The NDP and Women

The NDP and Women

(New democratic party weekly column )

Friday 8th March is celebrated as International Women’s Day. The New Democratic Party (NDP) salutes our women for the tremendous progress that they have made over the years. However, there are areas that are caused for concern. When it was office, the NDP played a critical role in the advancement of women’s agenda and will continue to do so when it returns to office.

During the former NDP administration, a number of achievements were accomplished. For instance, the Department of Women’s Affairs, was created. Its mandate was to address issues of discrimination, covert and otherwise, against Vincentian women. There was a minister with responsibility for women’s affairs and the non-formal sector of education, in the person of the pioneering Yvonne Francis Gibson.

The mechanism served as both policy advisor and implementer to the government on gender and development issues and it worked in very close collaboration with the National Council of Women. Not only did it work in very close collaboration the national organization for women, but both a subvention and office were provided for the office through the government agency.

One aspect of the mechanism was the National Commission for Gender Equity and Equality, which cushioned the work of the mechanism by providing guidance and support since it constituted representatives from private, public and NGO sectors. An amended draft national policy on women was developed, as well as a domestic violence policy. Those policies, which were drafted in 2000, were supposed to have been tabled before Parliament in 2001, the first year of the first Unity Labour Party administration. To date,  there is still no adopted policy on women or domestic violence.

Under successive NDP administrations, the CARICOM model was adhered to with the enactment at the local level of legislation based on the CARICOM model. Under the NDP, Women’s Affairs was part of an inter-ministerial committee that worked to develop and implement programs for education, youth, sports – which promoted efficiency, transparency, good governance and got rid of duplication and wasted human and financial resources.

Today however, every department works in isolation. The role of government is to get out of women’s way; I refer to the excellent example set by the NDP administrations from 1984 to 2001, when Government cleared the obstacle of unequal pay through the passage of the Equal Pay Act. Also during that period, the NDP administration attempted to level the playing field through land ownership quotas. Women raised their status by taking advantage of the 38% women’s ownership quota in the distribution of lands at Orange Hill and the provision of 8%-interest mortgages to women at the National Commercial Bank.  Another obstacle to women which the NDP removed under the direction of women was the Coutts Agreement, which required women teachers to resign upon pregnancy.

Under the NDP, for the first time, married women could file income tax independently. It was the NDP that introduced the tax-free allowance, which today stands at $18,000 per annum. Under the NDP, NGOs wrote their proposals and sought funding directly from funding agencies. Now it is all done through the government and therefore blocked, mishandled and/or stymied by this administration.

Today there is a Gender Affairs Division with staff and allocation under the Estimates, which appears to have no on-going programs. Issues are treated on an ad hoc basis. For example, the anniversaries of the CEDAW Convention and International Day for the Elimination of Violence Against Women are cause to host events, but there is no sustained program of activities or interventions by the Division, so nothing happens. Although there is more staff at the Division, the capacity and output are far from adequate.

→ Data extract:
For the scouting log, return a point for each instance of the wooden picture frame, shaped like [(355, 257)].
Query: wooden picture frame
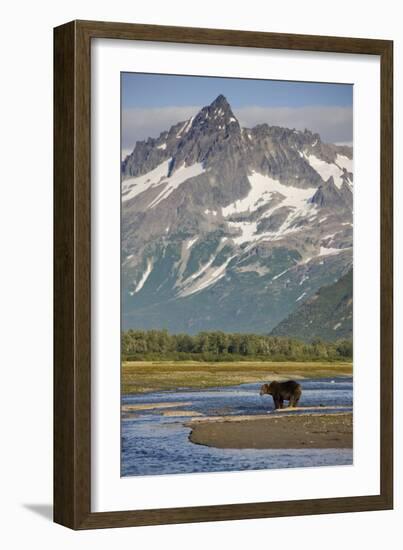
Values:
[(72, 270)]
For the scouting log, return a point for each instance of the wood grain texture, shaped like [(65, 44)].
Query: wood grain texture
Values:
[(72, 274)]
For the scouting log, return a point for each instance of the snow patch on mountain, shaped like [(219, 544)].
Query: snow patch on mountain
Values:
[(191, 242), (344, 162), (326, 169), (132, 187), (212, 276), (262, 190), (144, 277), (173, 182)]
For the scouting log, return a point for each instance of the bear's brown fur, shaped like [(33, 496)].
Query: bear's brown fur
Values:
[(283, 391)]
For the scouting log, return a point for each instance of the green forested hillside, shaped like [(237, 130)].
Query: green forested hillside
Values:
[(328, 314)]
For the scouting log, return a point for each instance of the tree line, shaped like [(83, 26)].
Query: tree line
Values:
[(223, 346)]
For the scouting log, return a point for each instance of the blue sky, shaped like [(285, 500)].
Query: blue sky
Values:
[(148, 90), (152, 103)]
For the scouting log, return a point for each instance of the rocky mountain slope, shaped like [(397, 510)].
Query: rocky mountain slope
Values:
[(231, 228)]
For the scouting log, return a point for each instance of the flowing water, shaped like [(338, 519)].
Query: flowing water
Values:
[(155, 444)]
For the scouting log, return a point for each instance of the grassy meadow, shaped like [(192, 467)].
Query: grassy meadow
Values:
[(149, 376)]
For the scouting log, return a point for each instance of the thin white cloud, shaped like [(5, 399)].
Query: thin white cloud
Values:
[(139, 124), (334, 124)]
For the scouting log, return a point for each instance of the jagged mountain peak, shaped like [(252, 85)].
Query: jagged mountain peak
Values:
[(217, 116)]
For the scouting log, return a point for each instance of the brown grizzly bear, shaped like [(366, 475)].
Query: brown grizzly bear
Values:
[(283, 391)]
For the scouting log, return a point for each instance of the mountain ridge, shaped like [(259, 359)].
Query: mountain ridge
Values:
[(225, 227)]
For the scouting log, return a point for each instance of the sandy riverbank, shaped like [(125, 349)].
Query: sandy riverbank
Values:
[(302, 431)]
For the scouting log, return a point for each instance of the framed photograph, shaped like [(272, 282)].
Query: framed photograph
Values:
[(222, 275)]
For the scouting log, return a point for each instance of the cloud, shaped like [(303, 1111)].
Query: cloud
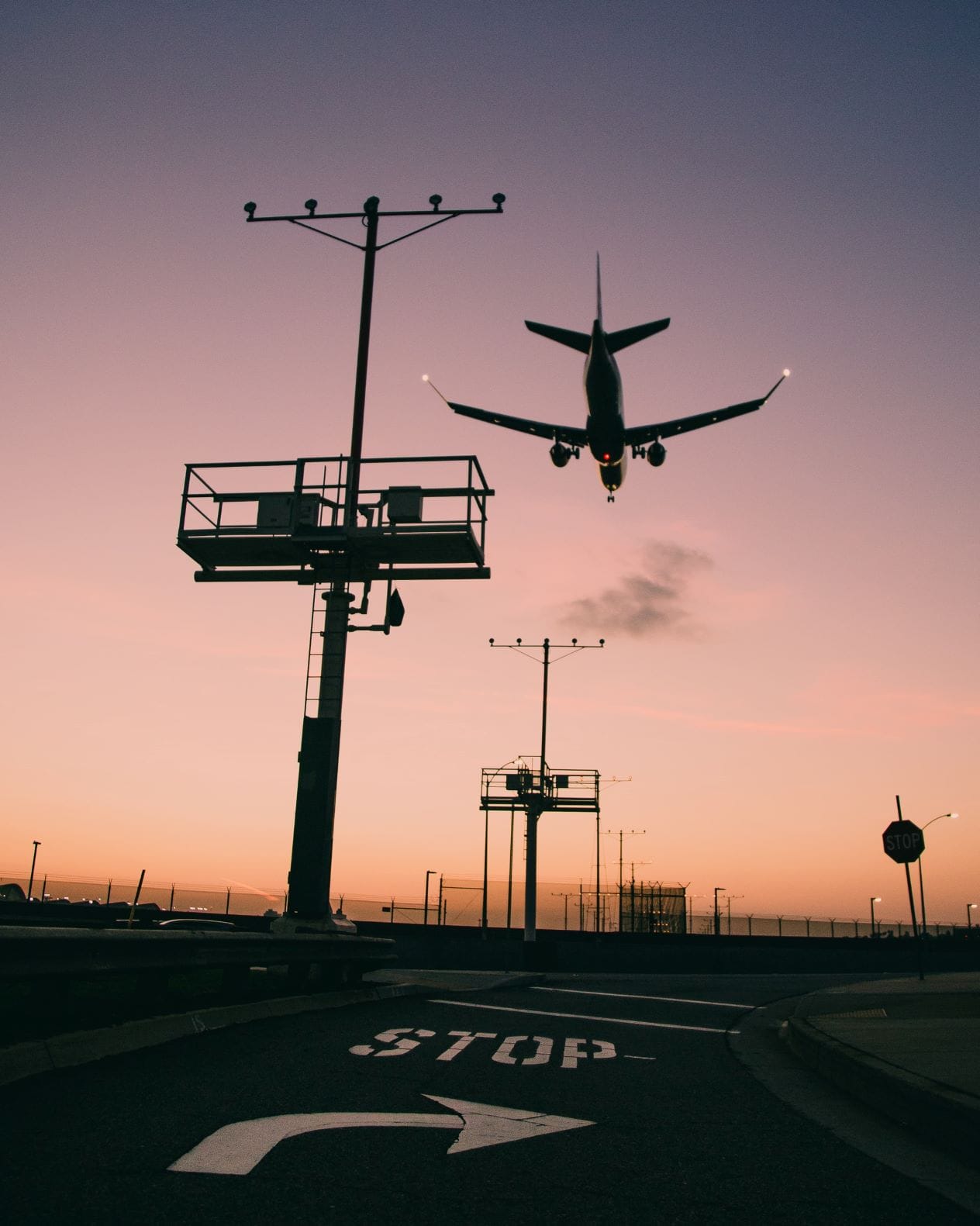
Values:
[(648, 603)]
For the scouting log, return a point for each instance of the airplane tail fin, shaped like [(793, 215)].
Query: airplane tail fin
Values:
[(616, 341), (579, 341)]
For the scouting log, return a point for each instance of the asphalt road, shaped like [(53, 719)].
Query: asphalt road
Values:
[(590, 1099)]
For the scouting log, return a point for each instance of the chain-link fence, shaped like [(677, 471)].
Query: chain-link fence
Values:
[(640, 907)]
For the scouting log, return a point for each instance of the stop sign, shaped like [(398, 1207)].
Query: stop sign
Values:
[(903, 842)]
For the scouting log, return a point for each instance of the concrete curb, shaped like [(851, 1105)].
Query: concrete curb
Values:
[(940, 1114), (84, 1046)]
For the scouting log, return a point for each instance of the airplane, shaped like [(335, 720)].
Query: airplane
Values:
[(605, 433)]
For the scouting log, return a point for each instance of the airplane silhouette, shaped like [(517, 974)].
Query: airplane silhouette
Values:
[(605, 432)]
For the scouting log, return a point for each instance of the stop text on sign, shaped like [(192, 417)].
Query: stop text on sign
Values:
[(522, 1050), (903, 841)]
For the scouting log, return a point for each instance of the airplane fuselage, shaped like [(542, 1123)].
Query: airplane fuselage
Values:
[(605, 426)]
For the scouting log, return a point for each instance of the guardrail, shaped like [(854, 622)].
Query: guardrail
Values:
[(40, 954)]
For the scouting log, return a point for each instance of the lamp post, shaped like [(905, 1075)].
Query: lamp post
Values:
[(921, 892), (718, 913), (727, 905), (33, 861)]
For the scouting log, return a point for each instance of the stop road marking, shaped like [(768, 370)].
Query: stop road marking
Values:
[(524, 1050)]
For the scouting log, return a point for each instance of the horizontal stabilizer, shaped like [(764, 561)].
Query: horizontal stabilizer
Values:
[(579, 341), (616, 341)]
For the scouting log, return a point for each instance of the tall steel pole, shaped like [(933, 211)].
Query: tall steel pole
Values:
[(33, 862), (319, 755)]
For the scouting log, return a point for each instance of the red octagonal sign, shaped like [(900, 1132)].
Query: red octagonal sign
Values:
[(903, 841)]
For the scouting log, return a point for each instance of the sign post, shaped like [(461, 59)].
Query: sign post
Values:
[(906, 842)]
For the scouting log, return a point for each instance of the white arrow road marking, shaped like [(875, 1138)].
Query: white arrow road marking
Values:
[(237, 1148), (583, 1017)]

→ Requirement: Return the passage of the column on the NDP and women between "(New democratic party" and "returns to office.", inclusive, copied word for word.

→ Answer below:
(New democratic party weekly column )

Friday 8th March is celebrated as International Women’s Day. The New Democratic Party (NDP) salutes our women for the tremendous progress that they have made over the years. However, there are areas that are caused for concern. When it was office, the NDP played a critical role in the advancement of women’s agenda and will continue to do so when it returns to office.